* start *
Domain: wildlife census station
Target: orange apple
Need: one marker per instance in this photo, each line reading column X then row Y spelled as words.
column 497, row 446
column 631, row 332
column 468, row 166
* end *
WHAT THE TASK REQUIRES:
Please rewrite the lines above with "orange apple" changed to "green apple" and everything else left as it is.

WRITTEN SOLUTION:
Domain: wildlife census station
Target: green apple
Need: one marker per instance in this photo, each line reading column X then row Y spelled as words.
column 497, row 446
column 631, row 332
column 468, row 166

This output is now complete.